----- Отрывок со страницы

Аделаида Семеновна свою линию нашла во внедрении на российской почве фребелевской системы детских садов — знаменитой, новаторской тогда европейской системы раннего развития (самораскрытия) природных способностей ребенка. Выбор направления — личный: честнейший и слегка наивный. Характерна поездка к Герцену, у которого молодожены Симоновичи надеялись получить указания относительно первостепенно нужной деятельности (предполагалось, видимо, нечто вроде печатания нелегальной литературы). Еще характернее серьезность, с которой ими была воспринята решительная рекомендация Герцена возвратиться домой, чтобы «делать хотя бы маленькое дело на благо России».

----------

Задания –
1 – Изложите короче абзац отрывка, начинающийся словами «Аделаида Семеновна свою линию нашла», сохранив его основные факты.
2 – Переведите на английский язык следующее предложение из отрывка: «Еще характернее серьезность, с которой ими была воспринята решительная рекомендация Герцена возвратиться домой, чтобы «делать хотя бы маленькое дело на благо России»».
Эти записи получены из другого источника.

----- Сохранённые записи

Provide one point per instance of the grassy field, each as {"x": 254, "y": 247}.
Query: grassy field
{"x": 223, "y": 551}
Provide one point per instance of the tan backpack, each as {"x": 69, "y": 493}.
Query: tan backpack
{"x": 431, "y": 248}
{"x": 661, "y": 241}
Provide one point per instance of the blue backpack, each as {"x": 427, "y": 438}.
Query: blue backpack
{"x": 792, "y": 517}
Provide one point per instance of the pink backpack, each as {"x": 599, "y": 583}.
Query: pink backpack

----------

Ответы на задания –
1 – Аделаида Семеновна посвятила себя внедрению в России фребелевской системы детских садов. В то время это была знаменитая новаторская европейская система раннего развития природных способностей ребенка. Ее выбор был личным, предельно честным и слегка наивным. Молодожены Симоновичи ездили к Герцену за указаниями о самой нужной деятельности. Он решительно посоветовал им вернуться домой, чтобы «делать хотя бы маленькое дело на благо России», и они отнеслись к этому совету серьезно.

2 – Even more telling is the seriousness with which they took Herzen's firm recommendation to return home in order "to do at least a small deed for the good of Russia."